Task goal:
Type each record below again, with the same words.

Natural language region descriptions
——

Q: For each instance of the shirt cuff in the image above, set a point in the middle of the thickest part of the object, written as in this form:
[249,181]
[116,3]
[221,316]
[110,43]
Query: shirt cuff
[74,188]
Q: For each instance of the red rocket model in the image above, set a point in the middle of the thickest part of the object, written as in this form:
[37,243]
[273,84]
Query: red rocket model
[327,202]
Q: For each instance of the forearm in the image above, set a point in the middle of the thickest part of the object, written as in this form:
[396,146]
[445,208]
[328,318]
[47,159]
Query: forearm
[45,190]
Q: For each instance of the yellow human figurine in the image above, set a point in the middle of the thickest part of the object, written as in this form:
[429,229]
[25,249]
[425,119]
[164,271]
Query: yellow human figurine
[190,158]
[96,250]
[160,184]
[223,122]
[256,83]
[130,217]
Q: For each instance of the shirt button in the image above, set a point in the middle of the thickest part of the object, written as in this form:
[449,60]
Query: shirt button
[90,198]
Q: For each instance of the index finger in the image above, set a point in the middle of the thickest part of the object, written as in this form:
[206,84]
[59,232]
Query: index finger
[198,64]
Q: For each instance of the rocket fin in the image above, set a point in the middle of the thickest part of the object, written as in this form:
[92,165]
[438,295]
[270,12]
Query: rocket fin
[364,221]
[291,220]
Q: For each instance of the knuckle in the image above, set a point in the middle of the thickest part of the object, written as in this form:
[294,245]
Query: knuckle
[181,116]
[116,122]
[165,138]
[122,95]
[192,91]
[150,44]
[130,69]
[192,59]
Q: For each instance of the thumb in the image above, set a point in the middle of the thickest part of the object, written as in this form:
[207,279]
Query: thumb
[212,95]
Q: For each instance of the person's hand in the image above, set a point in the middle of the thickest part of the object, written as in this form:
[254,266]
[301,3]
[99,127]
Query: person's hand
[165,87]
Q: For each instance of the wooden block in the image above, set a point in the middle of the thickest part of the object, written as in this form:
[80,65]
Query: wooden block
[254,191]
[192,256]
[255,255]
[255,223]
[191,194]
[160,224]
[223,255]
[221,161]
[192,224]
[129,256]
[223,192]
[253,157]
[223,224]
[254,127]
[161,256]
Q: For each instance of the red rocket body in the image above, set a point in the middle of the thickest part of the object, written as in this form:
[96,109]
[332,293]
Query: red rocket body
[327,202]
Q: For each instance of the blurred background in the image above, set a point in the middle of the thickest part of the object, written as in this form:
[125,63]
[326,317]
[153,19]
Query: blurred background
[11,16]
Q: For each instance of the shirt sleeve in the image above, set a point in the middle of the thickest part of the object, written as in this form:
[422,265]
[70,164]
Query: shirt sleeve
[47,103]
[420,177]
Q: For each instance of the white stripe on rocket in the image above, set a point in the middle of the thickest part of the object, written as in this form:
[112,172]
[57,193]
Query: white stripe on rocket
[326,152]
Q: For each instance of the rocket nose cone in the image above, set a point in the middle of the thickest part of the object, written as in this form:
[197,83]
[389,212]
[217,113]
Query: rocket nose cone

——

Finished exercise:
Q: For each instance of the shirt cuff in the image above, set a point in the middle of the thickest part of the object, written as in this form:
[249,181]
[116,3]
[221,316]
[110,43]
Query: shirt cuff
[74,188]
Q: For each instance of the red rocket model in the image above, set a point in the middle of the thickest part of the object, written as in this form:
[37,243]
[273,84]
Query: red rocket model
[327,202]
Q: For each instance of the forearm in the image above, set a point in the middle of the thickest part of the object, written as in this form:
[396,146]
[445,208]
[328,318]
[47,159]
Query: forearm
[45,190]
Q: For each instance of the yellow human figurine in the image above, set a point in the middle of the thickest part of the object, written as in this form:
[429,229]
[25,249]
[425,119]
[164,271]
Query: yellow human figurine
[190,158]
[96,250]
[160,184]
[223,122]
[256,83]
[130,217]
Q: For each instance of the shirt button in the image above, set a point in the middle of the thickest part of the object, written as in this form:
[449,60]
Query: shirt button
[90,198]
Q: For each instance of the index finger in the image above, set a point in the middle of the thickest part of the object, written as in this form:
[206,84]
[59,232]
Query: index finger
[198,64]
Q: For each instance of the rocket fin in the image above, set a point in the middle of the thickest part of the object, written as in this form:
[92,165]
[438,295]
[270,12]
Query: rocket fin
[364,221]
[291,220]
Q: For each instance of the knuckle in the image above, set a point in the middle of the thickest part of the object, written as in this form:
[294,245]
Query: knuckle
[181,116]
[116,122]
[165,138]
[122,95]
[192,91]
[150,44]
[130,69]
[192,59]
Q: For each instance of the thumb in the image above, set a point in the middle of the thickest part of the object, written as in this form:
[207,279]
Query: thumb
[212,95]
Q: For each instance of the person's hand in the image above, set a point in the middle of the thickest part of the object, written as in this form:
[254,266]
[301,3]
[99,127]
Query: person's hand
[165,87]
Q: For each instance of the wooden block in the image above, set a point in the middle of the thickest part of the object, written as in this form:
[80,65]
Query: wooden block
[254,191]
[192,256]
[255,255]
[255,223]
[191,194]
[160,224]
[223,255]
[221,161]
[192,224]
[129,256]
[223,192]
[253,157]
[223,224]
[254,127]
[161,256]
Q: For each instance of the red rocket body in the image above, set a point in the middle of the thickest part of the object, written as in this form:
[96,109]
[332,293]
Query: red rocket body
[327,202]
Q: For each instance of the blurred background in the image above, set a point in the middle of the thickest part of the object, written as in this form:
[125,63]
[326,317]
[153,19]
Query: blurred background
[11,16]
Q: For each instance of the shirt sleeve in the image above, set a point in the middle of the thickest part of the object, written as in this form:
[422,265]
[70,164]
Query: shirt sleeve
[47,103]
[420,177]
Q: For each instance of the white stripe on rocket in the image above, set a point in the middle of the thickest part of the object, written as in this form:
[112,172]
[57,193]
Query: white stripe on rocket
[326,152]
Q: For each instance of the rocket nose cone in the image above, set a point in the middle of the thickest part of the object, written as in this form:
[197,83]
[389,212]
[217,113]
Query: rocket nose cone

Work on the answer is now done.